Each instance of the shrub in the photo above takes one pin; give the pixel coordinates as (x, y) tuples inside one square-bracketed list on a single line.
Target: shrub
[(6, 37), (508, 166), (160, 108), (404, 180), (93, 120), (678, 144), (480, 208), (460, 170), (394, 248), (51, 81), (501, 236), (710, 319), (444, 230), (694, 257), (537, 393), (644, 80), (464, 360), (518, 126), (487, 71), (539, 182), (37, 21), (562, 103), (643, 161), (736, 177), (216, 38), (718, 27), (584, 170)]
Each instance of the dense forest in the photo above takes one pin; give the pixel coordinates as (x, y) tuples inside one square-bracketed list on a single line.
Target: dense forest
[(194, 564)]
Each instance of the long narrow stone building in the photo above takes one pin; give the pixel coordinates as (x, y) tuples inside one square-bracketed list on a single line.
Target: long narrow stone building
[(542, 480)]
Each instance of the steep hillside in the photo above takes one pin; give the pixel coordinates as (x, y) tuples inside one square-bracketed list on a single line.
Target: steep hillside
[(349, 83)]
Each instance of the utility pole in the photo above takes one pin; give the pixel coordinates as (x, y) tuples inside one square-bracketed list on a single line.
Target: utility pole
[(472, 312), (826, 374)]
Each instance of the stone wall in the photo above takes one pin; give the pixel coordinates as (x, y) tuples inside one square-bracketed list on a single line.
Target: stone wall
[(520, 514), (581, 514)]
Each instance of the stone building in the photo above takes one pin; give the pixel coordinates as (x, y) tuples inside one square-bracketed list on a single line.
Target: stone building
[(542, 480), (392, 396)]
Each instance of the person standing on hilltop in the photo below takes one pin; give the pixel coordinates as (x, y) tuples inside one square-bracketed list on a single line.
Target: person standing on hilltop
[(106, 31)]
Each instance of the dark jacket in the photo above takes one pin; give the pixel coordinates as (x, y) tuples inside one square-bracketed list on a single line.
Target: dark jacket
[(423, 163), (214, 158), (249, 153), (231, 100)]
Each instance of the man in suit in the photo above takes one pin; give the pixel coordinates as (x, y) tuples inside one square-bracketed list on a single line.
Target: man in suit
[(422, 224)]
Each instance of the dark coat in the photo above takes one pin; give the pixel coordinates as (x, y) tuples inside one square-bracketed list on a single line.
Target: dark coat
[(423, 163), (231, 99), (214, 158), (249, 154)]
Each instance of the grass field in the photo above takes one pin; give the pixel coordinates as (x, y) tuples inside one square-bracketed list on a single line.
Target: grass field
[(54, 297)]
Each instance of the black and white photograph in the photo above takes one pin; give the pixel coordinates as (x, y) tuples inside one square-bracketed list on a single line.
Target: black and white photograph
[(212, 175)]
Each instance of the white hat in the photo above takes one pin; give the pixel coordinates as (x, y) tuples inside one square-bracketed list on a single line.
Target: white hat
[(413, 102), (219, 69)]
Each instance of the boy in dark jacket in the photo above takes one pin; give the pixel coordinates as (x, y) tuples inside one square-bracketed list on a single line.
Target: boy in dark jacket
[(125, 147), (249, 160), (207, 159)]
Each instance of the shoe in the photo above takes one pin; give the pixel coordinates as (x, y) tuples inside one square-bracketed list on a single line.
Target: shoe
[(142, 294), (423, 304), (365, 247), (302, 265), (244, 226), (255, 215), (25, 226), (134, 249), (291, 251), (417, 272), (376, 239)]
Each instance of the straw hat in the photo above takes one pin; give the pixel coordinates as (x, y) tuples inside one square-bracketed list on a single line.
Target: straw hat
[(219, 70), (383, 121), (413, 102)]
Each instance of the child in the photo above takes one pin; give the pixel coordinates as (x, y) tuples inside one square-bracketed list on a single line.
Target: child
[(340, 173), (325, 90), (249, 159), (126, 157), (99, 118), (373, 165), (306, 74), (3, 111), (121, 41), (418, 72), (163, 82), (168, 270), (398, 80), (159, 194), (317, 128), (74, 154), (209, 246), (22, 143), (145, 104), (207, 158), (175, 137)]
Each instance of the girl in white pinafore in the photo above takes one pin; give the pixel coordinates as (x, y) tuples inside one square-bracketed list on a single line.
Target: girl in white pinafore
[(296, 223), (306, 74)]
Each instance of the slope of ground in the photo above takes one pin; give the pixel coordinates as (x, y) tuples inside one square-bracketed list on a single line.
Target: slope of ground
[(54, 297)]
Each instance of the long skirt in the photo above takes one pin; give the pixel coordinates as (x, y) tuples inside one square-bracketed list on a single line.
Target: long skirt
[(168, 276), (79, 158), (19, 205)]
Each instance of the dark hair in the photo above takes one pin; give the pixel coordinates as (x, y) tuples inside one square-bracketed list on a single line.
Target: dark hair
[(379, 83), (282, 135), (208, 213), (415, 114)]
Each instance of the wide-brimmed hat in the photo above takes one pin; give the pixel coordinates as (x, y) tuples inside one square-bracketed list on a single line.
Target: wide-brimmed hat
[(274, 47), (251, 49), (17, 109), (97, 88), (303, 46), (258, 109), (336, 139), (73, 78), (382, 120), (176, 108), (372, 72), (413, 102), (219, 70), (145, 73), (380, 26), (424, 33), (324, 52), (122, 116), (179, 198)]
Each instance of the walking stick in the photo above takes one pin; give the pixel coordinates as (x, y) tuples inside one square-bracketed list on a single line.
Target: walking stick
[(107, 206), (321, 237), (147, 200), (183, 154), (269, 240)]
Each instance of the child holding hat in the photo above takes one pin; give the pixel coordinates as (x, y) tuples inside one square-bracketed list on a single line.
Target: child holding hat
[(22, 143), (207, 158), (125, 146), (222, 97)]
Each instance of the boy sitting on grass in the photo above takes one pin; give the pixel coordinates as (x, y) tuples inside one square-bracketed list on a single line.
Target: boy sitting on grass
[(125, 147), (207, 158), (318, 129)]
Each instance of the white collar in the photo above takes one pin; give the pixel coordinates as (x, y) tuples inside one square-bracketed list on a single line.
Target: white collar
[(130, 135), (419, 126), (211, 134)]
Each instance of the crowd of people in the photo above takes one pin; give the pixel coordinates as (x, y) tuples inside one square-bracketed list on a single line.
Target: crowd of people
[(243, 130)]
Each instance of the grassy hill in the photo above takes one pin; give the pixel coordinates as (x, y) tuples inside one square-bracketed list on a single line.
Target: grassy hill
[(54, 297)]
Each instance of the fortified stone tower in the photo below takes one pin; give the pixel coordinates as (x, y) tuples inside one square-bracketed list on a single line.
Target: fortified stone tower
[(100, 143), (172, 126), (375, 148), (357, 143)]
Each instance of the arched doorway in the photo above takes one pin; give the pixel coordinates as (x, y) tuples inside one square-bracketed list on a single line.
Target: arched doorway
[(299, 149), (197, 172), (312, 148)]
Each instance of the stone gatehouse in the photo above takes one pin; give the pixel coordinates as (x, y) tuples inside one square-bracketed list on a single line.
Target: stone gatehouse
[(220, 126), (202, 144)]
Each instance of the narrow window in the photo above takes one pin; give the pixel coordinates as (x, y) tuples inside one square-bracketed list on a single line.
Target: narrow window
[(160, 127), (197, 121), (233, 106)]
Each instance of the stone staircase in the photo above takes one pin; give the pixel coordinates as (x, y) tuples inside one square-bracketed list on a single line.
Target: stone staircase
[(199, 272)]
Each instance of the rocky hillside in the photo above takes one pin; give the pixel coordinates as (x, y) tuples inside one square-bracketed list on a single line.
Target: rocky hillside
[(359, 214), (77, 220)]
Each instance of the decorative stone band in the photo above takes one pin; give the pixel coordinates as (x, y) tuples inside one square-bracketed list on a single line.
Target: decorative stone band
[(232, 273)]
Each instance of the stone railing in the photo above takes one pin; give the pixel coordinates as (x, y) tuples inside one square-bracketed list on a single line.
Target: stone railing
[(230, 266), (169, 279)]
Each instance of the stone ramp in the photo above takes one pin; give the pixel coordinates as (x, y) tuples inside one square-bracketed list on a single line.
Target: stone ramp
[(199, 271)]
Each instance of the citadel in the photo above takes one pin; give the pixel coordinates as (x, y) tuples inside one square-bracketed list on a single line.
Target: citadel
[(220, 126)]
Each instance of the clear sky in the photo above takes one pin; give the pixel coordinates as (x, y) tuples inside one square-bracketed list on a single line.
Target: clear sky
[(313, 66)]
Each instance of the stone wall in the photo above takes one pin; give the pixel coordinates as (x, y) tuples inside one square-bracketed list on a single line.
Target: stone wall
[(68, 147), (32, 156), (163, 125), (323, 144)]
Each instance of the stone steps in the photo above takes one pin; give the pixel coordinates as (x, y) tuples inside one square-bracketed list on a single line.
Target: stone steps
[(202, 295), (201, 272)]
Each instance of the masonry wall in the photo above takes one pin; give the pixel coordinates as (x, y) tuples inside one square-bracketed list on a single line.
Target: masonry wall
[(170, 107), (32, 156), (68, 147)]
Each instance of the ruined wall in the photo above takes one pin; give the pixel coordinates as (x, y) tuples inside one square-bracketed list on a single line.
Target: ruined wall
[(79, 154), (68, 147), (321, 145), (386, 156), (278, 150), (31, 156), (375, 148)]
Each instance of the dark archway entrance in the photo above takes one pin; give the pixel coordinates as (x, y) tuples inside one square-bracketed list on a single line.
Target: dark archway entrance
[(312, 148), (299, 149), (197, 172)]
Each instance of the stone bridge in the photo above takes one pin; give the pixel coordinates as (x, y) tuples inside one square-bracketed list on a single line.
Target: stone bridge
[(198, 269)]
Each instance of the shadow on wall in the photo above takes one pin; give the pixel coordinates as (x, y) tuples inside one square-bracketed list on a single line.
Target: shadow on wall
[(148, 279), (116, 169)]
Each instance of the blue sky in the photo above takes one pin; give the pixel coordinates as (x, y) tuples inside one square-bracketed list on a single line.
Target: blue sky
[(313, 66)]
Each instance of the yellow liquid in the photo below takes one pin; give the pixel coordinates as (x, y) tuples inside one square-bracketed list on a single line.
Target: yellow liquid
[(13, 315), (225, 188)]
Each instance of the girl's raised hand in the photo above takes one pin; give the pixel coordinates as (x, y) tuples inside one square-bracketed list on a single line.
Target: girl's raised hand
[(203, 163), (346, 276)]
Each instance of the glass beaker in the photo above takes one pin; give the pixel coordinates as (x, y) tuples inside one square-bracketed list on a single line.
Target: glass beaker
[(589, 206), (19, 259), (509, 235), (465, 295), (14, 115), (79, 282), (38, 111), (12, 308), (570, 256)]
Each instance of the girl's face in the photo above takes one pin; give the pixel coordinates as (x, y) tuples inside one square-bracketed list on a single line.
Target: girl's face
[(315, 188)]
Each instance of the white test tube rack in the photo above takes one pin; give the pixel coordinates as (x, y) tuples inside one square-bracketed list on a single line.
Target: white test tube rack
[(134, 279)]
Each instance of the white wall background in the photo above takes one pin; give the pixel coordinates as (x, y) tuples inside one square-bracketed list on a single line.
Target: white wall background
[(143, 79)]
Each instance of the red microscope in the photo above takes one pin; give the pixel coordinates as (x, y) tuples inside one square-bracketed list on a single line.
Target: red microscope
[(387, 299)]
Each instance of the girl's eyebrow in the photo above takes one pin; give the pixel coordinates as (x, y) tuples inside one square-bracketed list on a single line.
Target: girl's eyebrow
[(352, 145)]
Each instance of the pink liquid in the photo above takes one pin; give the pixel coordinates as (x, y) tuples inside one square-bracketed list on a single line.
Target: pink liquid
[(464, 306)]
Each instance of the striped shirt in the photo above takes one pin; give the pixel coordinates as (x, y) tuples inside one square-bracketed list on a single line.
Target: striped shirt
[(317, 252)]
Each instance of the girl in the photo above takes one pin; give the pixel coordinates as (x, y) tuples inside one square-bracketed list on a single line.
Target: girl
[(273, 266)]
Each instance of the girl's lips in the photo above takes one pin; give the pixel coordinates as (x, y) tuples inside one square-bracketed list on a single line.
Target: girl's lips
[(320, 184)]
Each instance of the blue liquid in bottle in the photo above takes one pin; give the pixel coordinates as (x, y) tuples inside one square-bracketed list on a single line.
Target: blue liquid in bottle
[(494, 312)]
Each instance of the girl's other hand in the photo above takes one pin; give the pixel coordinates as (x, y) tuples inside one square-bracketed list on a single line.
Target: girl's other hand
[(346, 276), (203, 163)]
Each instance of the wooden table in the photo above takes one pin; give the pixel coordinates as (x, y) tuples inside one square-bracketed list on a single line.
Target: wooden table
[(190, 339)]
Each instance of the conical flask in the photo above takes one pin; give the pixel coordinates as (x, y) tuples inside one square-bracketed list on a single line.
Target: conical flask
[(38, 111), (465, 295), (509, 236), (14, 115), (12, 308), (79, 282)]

> _Do this_: Give again only the lines starting at the one that contains "Each instance of the girl's other" and running to the end of the data.

> _The response_:
Each instance of the girl's other hand in the photo above takes one pin; give the pixel coordinates as (x, y) tuples inside one square-bracketed list on a single line.
Target: girl's other hand
[(346, 276), (203, 163)]
Each instance of the wooden table in the photo above takes one pin; give the pixel coordinates as (x, y) tuples inside one square-bracketed list on a single line.
Target: wooden table
[(190, 339)]
Each instance of the conical flask in the photo above takes one pin; give the pixel coordinates as (x, y) tuples inside one square-bracketed list on a single line.
Target: conical flask
[(38, 111), (465, 295), (509, 236), (14, 115), (12, 308), (79, 282)]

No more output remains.